Document extract:
Innovation
Is that the thing that has replaced having a clue.
China and the US are investing more in technology in a bid to drive innovation than the UK, more than half of respondents to a new survey have said. According to management consulting, technology services and outsourcing company Accenture which conducted the poll - and published the results this week - 56 per cent of business …
We'd love to be innovative, but business is too busy splashing cash on ipads, laptops for Joe Bloggs in HR, and marketing campaigns that have little impact, also they enjoy doing things like brand refreshes and othe such glorious things.
Then wont give you £1000 to improve the company "nas" which I'm sure is a PC somewhere with a raid 1 consisting of two 500GB drives and no free space.
Or are confused when their glorious new scheme to direct random traffic to the companies web site results in everything falling over because our technology platform was "getting on a bit" in the late nineties.
"Those same 39% also gave the IT department a budget of £0.00 to drive innovation.
Usually the same genius types that slash the IT department headcount whilst doubling the number of projects."
Perhaps they do this because most IT people do nothing all day, and never properly justify their spending. If you can properly explain why spending money will benefit the business then you'll find considerably more budget available. If you can show (perhaps with call logging statistics) how busy everyone is then they won't cut IT headcount. If you sit there saying you're busy but can't back it up, expect the axe at some point. If you ask for budget for what lokos like toys from the boss and don't explain what value that has to the business, don't expect a cheque. If your last project finished and you didn't then go to the board and explain how things were better then don't expect another one to come along.
Perhaps you have management that don't want SLA's because they know that you will meet any sensible SLA what they really want is for the problem to be fixed NOW, however impossible that is, and they can then bitch about how easy it is to install software at home why can't you install it at work on 500 work stations immediately, what's this testing and packaging crap you don't need that. Or perhaps they could have their brother in law come in and show you how to install that application you are having problems with rolling out as a package to a hundred PCs.

[Point-based annotation data]
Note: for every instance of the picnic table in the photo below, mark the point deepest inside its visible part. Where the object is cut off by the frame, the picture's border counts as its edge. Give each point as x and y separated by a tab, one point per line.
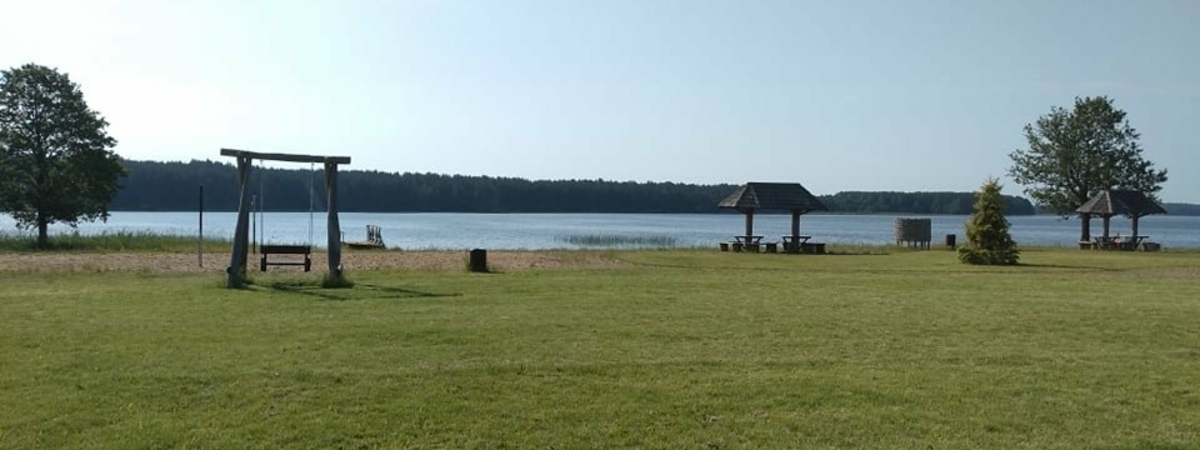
744	240
1117	243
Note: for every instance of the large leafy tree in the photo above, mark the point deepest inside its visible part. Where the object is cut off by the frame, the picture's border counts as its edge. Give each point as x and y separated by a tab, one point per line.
988	239
1074	154
55	165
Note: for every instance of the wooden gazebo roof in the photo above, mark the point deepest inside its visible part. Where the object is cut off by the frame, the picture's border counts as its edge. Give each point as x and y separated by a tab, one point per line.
1120	202
773	197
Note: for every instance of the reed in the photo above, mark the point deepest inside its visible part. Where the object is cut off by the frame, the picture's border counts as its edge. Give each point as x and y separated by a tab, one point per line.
619	241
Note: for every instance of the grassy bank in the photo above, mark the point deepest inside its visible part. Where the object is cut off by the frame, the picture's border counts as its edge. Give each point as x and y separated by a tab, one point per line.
119	241
675	349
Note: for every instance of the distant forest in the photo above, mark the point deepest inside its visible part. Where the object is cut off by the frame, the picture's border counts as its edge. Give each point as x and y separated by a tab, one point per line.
173	186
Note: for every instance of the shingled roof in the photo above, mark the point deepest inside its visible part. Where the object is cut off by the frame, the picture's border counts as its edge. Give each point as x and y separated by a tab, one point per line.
773	196
1119	202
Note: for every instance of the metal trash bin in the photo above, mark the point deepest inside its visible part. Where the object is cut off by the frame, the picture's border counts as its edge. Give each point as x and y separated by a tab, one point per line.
478	261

Given exercise 1:
Answer these questions from the discussion of innovation and IT budgets:
(a) Which company conducted the poll on technology investment?
(b) What sum does one poster say the business won't provide to improve the company "nas"?
(c) What does one poster suggest using to show how busy everyone is?
Given exercise 2:
Write the next few sentences of the discussion of innovation and IT budgets, picking up after its final sentence.
The rows are not needed for any of this work.

Written answer 1:
(a) Accenture
(b) £1000
(c) Call logging statistics

Written answer 2:
One of our IT directors repeated the statement that his operation were considered "low cost" as a badge of pride. A claim that other IT directors took as being a positive. Until it was distilled to show "low cost" meant not a penny for innovation, R&D and anything else which wasn't BAU.
Forget it.
All they have been told is to outsource everything to India/China/wherever. That includes everything but those people needed to support the Board of Directors. Everyone else is totall surplus to requirements here in the UK.
Ok. Beer O'Clock while I still have a job to go to.
"All they have been told is to outsource everything to India/China/wherever."
That's what is now called "financial innovation".
The headline might as well read:
Half of CEO's have Zero Clue
I will never live long enough to recount the number of CEO's & senior managers who have told me that IT is absolutely essential to cost reduction and competitive advantage, only to be totally non-plussed when I responded "Oh, do you really think so? because I'd have thought you'd want to invest in more of it, if that were the case ... "
Most managers think about IT as a necessary evil, and they're only half convinced about the necessary part.
No, there is no I in team, but there is a U in cunt.
Not directed at Captain DaFt, BTW, just something which I really want to say to people who trot out the "no I in team" line. I've only been able to use it once, when a friend said "no I in team" to me, slightly jokingly. I can't help thinking using it at work would be a CLD.
(Career Limiting Decision)
a)Find the hammer to smack down the nail that stands out furthest and b) No.
Bosses want to see "innovation"
Just a f**king minute that's what they are paid to do, is it not?
Remember folks this is an attitude survey.
In reality the UK might be quite innovative relative to China, India or the US.
Or it might not.
But that would require an objective measure. Which is actually quite hard work.
It's more about creating an environment where good and competent people want to work. In the long run, this will save you costs.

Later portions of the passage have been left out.